-- What you need to do --
List every line in the records below that contains the word "tree", copying each such line in full. Treat the match as case-sensitive.

Stored data
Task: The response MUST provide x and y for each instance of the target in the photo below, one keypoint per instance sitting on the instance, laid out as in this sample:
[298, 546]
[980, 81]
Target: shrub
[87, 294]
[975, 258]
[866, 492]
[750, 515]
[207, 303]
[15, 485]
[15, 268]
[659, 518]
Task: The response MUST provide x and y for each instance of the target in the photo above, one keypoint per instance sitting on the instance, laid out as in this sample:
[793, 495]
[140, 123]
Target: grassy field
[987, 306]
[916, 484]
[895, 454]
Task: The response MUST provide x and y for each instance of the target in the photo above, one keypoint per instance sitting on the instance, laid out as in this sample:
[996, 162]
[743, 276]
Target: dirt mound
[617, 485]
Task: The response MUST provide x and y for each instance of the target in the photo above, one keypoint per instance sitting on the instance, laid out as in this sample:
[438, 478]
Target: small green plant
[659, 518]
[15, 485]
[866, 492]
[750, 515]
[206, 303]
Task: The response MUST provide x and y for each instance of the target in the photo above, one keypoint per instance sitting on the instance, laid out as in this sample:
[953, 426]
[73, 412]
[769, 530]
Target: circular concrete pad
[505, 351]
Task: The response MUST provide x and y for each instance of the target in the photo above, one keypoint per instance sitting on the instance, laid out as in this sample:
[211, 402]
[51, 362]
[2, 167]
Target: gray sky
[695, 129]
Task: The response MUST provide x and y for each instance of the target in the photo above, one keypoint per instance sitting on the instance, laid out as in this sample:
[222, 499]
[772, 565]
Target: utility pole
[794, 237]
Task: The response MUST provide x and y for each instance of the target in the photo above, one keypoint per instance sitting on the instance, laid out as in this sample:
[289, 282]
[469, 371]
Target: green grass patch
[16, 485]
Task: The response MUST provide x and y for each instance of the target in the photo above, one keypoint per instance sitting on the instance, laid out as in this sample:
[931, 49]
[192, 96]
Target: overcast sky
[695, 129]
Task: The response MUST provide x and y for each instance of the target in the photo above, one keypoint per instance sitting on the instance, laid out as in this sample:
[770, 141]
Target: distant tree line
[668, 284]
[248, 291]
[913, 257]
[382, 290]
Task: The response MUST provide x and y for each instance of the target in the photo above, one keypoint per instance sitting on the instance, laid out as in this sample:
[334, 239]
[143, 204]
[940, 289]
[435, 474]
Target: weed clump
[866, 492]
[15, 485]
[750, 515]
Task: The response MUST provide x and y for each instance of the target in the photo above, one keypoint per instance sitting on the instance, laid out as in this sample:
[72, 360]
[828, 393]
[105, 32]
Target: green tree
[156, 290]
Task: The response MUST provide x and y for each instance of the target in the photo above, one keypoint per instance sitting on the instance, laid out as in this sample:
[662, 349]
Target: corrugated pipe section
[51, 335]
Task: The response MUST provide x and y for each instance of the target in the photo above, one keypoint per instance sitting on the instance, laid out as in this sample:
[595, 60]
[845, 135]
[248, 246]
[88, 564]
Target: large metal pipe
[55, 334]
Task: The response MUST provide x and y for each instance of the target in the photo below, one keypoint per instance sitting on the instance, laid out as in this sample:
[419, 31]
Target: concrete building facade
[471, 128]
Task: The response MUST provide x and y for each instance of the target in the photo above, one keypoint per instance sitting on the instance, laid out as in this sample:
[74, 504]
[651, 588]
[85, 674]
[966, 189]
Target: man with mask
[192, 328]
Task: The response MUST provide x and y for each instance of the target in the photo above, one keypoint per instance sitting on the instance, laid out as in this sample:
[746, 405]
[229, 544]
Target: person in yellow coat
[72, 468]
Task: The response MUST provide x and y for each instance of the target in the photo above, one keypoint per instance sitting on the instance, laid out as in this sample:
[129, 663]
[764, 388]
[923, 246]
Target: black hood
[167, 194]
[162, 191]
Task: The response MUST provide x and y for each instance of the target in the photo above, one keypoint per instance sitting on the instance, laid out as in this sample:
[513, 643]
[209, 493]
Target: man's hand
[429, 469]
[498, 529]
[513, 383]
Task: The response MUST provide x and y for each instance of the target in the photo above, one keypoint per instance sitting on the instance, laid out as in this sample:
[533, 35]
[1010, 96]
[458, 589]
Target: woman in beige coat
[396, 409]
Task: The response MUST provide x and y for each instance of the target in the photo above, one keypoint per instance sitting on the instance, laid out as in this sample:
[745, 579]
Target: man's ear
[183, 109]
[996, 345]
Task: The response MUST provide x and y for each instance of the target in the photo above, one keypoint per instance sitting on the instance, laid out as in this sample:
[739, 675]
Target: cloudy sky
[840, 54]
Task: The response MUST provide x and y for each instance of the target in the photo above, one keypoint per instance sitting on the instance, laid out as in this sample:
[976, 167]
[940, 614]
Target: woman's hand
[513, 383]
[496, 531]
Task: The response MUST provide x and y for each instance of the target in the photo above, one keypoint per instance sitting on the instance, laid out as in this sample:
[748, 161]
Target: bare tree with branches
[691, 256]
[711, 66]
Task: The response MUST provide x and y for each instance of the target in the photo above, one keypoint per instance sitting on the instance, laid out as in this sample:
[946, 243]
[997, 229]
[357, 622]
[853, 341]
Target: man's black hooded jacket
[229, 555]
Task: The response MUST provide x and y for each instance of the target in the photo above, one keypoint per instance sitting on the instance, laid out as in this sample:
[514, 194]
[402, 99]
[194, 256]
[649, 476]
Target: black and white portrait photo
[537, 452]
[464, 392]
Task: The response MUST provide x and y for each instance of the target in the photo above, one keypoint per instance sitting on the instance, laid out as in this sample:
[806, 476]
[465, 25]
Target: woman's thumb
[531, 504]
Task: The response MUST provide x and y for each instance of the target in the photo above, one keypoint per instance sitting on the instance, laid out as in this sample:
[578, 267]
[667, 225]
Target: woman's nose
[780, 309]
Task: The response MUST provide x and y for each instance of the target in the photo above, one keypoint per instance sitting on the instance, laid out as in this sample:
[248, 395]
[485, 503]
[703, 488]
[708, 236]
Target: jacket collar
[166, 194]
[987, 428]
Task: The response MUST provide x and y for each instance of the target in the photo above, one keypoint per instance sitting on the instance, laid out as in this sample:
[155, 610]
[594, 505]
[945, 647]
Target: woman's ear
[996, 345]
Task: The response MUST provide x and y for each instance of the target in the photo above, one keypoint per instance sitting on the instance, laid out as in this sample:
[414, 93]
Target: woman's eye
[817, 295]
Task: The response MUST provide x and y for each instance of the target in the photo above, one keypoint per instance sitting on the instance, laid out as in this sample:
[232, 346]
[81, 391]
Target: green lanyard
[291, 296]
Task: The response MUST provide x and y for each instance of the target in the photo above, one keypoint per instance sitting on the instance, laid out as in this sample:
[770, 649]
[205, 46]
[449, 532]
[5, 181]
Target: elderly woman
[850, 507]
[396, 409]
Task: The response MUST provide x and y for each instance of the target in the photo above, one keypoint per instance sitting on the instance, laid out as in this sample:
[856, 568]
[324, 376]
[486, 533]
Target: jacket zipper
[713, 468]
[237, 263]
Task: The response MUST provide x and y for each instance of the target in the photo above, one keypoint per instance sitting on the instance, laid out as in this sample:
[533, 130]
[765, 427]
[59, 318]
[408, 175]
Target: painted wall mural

-- Result of this exercise --
Target: distant tree line
Target: green tree
Target: bare tree with branches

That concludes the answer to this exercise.